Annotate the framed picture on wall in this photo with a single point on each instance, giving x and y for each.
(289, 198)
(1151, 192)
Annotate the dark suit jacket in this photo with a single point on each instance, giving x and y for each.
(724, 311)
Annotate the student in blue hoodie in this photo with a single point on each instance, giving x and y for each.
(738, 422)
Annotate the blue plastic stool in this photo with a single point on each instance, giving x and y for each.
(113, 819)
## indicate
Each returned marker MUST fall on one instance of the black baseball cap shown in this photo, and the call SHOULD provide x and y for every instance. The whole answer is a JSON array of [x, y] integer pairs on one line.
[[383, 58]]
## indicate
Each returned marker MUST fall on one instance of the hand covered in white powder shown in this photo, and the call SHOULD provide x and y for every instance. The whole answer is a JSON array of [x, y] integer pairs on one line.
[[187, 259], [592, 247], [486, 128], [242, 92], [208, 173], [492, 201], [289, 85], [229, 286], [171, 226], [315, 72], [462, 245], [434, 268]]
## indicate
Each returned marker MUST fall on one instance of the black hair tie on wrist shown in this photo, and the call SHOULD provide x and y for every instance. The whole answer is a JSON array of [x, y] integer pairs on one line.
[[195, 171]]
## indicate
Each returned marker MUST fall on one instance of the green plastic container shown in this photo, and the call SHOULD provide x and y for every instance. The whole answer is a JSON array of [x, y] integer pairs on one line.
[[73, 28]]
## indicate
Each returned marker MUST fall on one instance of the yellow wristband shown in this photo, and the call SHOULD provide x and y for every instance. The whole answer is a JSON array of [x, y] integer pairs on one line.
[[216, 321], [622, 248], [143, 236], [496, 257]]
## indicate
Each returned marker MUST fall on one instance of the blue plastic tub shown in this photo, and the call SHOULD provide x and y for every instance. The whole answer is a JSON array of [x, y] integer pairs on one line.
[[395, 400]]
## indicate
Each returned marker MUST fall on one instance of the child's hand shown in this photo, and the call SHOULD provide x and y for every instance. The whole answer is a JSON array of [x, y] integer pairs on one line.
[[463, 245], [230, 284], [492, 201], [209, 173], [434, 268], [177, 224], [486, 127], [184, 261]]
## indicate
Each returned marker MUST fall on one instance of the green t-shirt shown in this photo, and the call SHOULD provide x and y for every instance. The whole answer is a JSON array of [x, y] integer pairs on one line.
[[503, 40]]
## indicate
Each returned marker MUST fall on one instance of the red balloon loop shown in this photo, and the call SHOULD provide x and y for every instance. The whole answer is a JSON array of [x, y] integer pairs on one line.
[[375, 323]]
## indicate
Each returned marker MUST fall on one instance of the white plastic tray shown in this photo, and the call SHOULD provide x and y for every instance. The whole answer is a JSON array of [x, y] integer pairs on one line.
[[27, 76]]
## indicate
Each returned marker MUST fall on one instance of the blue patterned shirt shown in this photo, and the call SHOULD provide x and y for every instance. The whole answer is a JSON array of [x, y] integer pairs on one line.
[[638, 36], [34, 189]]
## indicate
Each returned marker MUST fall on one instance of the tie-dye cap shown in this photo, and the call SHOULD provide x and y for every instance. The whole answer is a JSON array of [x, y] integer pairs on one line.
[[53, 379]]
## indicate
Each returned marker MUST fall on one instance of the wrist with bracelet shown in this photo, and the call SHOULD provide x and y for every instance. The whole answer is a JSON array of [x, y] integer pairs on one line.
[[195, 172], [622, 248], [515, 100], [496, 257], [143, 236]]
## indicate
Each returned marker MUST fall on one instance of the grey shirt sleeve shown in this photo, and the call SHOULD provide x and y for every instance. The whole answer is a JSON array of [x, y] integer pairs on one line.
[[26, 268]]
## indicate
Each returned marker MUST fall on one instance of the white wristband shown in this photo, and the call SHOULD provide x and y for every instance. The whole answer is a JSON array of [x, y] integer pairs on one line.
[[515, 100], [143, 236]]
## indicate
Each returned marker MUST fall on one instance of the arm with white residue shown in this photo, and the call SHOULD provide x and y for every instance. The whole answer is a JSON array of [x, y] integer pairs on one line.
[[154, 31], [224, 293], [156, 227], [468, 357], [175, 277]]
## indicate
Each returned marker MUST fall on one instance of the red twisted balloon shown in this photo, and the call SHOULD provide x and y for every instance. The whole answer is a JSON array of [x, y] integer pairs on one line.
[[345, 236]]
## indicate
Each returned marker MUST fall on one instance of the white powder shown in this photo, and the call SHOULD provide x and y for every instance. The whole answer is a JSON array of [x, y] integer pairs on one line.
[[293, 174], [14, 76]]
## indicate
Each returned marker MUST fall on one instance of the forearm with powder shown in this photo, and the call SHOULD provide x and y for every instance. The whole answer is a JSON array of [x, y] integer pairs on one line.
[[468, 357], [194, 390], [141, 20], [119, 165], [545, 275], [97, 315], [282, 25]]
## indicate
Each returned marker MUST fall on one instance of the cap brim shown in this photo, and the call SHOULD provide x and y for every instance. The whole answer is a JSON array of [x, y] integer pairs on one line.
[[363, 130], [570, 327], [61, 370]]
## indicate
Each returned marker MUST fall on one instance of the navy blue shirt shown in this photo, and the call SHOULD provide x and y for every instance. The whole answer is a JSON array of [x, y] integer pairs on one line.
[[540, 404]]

→ Your instructions
Your task is to repeat each of the records above exactly.

→ Task result
Annotate the framed picture on wall in this photo with a single point on each instance, giving x and y for each.
(289, 198)
(1151, 192)
Annotate the dark suit jacket in this photo with a single point on each instance, giving x and y for each.
(724, 311)
Annotate the student in blue hoodie in this photo with a single point on each instance, giving x and y for each.
(738, 422)
Annotate the blue plastic stool in this photo with a single point on each instance, giving x and y for each.
(113, 819)
## indicate
Each returned marker MUST fall on one instance of the black baseball cap shown in this photo, and the call SHOULD provide x and y for every instance. The whole answer is a JSON array of [x, y] integer pairs on one line.
[[383, 58]]
## indicate
Each returned marker MUST fall on one instance of the hand covered in white powder shown in this photo, and the call SHOULD provide x and y for every instance. The whole answer is a JSON array of [x, y] integer pairs on one line.
[[187, 259], [592, 247], [486, 128], [242, 92], [208, 173], [492, 201], [289, 85], [229, 286], [171, 226], [315, 72], [462, 245], [434, 268]]
## indicate
Each returned marker MUST fall on one instance of the black hair tie on wrist shown in this photo, and the call SHOULD provide x and y for every instance. The whole answer is a JSON array of [x, y] integer pairs on one line.
[[195, 171]]
## indicate
Each returned marker MUST fall on one instance of the green plastic container shown in this photo, and the call SHOULD provide x and y for every instance. The whole answer is a JSON array of [x, y] integer pairs on one line.
[[73, 28]]
## indicate
Each returned marker MUST fall on one instance of the yellow wristband shown in this photo, and the call SHOULD provide x and y for every instance. The whole answer is a JSON array of [x, y] integer pairs on one line.
[[216, 321], [622, 248], [143, 236], [496, 257]]
## indicate
Each returned marker MUST fall on one instance of the blue plastic tub shown in this photo, and the call SHOULD provide x and y for every instance. The whole answer is a JSON array of [x, y] integer pairs on one line.
[[395, 400]]
## indicate
Each returned marker MUST fall on one instance of the child's hand shown in this photo, and the call SHOULD provide x and y for every instance. The whole answer is a JSON array of [x, y] integer pairs on one line.
[[463, 245], [230, 284], [492, 201], [209, 173], [434, 268], [177, 224], [486, 127], [184, 261]]
## indicate
Each returned marker MUST fall on one instance of the green t-shirt shown in this photo, and the call SHOULD provide x and y for every instance. The whole answer is a JSON array of [x, y] integer pairs on one line.
[[503, 40]]
## indicate
Each returned marker MUST fall on one instance of the red balloon loop shown in this photo, and the call SHOULD provide x and y for every instance. The whole answer is a JSON array of [x, y] integer pairs on one line.
[[375, 323]]
## indicate
Each returned marker MUST fall on one instance of the white plastic tray shown in this photo, and the call SHOULD provide x and y for every instance. The whole answer is a JSON array of [x, y] integer pairs on one line.
[[27, 76]]
## indicate
Each returned marker MUST fall on one instance of the blue patterned shirt shown in this photo, and the call SHOULD provide x and y for every instance. The whole answer is a JSON array of [x, y] integer pairs on one line.
[[638, 36], [34, 189]]
## indicate
Each returned marker MUST fall on one instance of the tie-dye cap shown in this photo, and the call SHOULD provide x and y for every instance. The whole answer is a JSON array of [x, y] integer pairs on one line.
[[53, 379]]
## indicate
Each returned marker MUST fall on one instance of the wrist with bracelet shown in this photo, and the call SHOULD provide x and y for every instance. The whole answer is a JSON array of [x, y] integer pairs on one line.
[[195, 172], [622, 248], [515, 100], [496, 257], [143, 236]]
## indicate
Each returned marker MUST fall on one instance of the grey shirt sleeve shown in this photo, and the call SHOULD provide x and y for every instance. The whole answer is a JSON array of [x, y] integer pairs on one line.
[[26, 268]]
## indicate
Each returned marker MUST fall on one instance of the white wristband shown in this photo, and the call SHOULD provide x and y for every instance. The whole answer is a JSON array of [x, y] integer pairs on one line.
[[515, 100], [143, 236]]
## indicate
Each returned marker MUST fall on one instance of the arm with white residue shown in this photo, and the call SHOULD provide x and y for every instance. The whole answer is a JSON array of [x, y] integer pairs on one line.
[[154, 31], [224, 293], [156, 227], [468, 357], [175, 277]]
## indicate
Each returned marker MUST fall on one instance of the red twisted balloon shown in this photo, and the call SHOULD provide x and y for every instance. The whole answer is a JSON array of [x, y] integer pairs on one line.
[[345, 236]]
## indicate
Each returned marker MUST fall on one instance of the white powder shown in this photo, and the call SHOULD provide x and y for every instance. The whole answer is a JSON array of [x, y] integer pairs on one line.
[[293, 174], [14, 76]]
## indicate
Each returned marker MUST fall on one instance of the forearm with powder shown in this photo, and the call SHOULD provide x and y for every instance. The whole answer is a JSON array of [x, y] integer pairs on one line.
[[468, 357], [194, 390], [141, 20], [119, 165], [545, 275], [97, 315], [282, 25]]
## indicate
Each returned marker MUST fall on one instance of the cap brim shown in this photo, and the call SHOULD provide x and y for every instance. The whole answer is a JSON array of [x, y] integer pairs on one line.
[[363, 130], [570, 327], [61, 370]]
## indicate
Each returned marker MUST fall on one instance of the navy blue shirt shown in this photo, and the call SHOULD provide x and y for every instance. The whole answer is a JSON array of [x, y] integer pairs on one line.
[[540, 404]]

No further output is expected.